*EXERCISE DIRECTIONS:* Continue the Skyscraper 2.5.0 release announcement, starting after its final sentence.

*DOCUMENT EXTRACT:*
--- BEGIN ---

I would like to thank the guys at 'thegamesdb' for helping out with this.

muldjord

Skyscraper version 2.5.0 released: https://github.com/muldjord/skyscraper

'thegamesdb' removed from Simple Mode scraping scripts due to new api restrictions
Implemented new 'thegamesdb' api, be wary of monthly request limit!
Made sure 'remaining requests' is clearly stated when using 'thegamesdb'
Implemented request limit test which makes Skyscraper stop if limit is reached
Made sure cli header always has correct number of dashes

So, as mentioned, the 'thegamesdb' module has been cut down to size quite severely. The current API only allows 1000 requests per month (this might change, but this is what we have at the moment)! And 1 rom scrape takes up 2 requests. That means just a meager 500 roms can be scraped using this module PER MONTH. I have therefore removed it entirely from the Simple Mode scripts, as it just doesn't make sense to have in there.

As always, please update, and let me know if you run into trouble.

--- END ---

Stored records
--- BEGIN ---

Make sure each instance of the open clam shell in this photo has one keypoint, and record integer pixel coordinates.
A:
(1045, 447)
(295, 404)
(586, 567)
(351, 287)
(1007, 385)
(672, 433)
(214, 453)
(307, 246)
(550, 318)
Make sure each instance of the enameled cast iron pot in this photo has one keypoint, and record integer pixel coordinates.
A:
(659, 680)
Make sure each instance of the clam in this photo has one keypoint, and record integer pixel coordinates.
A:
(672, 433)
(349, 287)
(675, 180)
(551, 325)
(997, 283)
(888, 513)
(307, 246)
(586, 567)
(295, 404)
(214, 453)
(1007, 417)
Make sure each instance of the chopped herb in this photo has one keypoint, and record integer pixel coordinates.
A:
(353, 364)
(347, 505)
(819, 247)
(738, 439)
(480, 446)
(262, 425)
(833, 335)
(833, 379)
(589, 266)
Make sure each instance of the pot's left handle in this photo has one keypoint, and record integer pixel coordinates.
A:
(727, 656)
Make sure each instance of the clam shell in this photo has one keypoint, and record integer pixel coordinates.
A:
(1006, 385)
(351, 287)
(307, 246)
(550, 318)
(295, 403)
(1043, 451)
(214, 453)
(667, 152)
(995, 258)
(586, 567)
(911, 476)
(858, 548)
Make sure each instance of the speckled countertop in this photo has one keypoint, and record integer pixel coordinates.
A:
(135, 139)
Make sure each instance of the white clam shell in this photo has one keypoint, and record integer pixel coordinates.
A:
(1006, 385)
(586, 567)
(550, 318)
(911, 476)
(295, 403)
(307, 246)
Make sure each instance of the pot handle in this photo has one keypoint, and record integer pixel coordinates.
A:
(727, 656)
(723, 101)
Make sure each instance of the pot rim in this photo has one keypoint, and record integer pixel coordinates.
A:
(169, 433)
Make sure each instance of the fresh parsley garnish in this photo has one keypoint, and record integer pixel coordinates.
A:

--- END ---

*OUTPUT:*
muldjord

Ok, I'm pretty much done with 'thegamesdb'. I've been increasingly aggravated about their answers and non-answers over the past week. I do not want to spend more time on them, unless they put up a friendly face. This is not worth my time. Clearly automated scrapers aren't welcome on their service anymore. They excuse themselves by asking us to set up our own mirror, which is just not an option for most people. And when I propose a higher request limit, they pretty much turn their backs on me and start accusing me of "farming".

The current implementation will stand for the time being. I might remove it entirely. Pretty much depends on how the team behind the service treats me from here on out. I make Skyscraper for the fun of it. And this is NOT fun.

muldjord

Ok, so I've spend the past hour being aggravated about this situation. It's not worth it. I will remove 'thegamesdb' from Skyscraper in the next release. If they change their stance in the future, I might readd it. But for the time being, it's not in a usable state, unless I host my own mirror of their data, which, obviously, is not an option for most people.

I'm sad to see it go, but this is how it has to be in order for me to stay sane.

muldjord

I've rewinded to 2.5.0. I see no reason to not have the limited 'thegamesdb' implemented, just be aware of the limit.

circo

I've read the conversation, they were surprisingly hostile about it... :/
I'm sorry, that sucks.

AnalogHero

Sad to hear. I cant find the thread on their forums, maybe because im not registered there.

Can understand that servers cost money, and scrapers can produce a lot of traffic.
I just tested the 2.5.0 with gamesdb as scrapermodule and it worked (counted down from 1000 uses). Cant understand what was wrong with this solution.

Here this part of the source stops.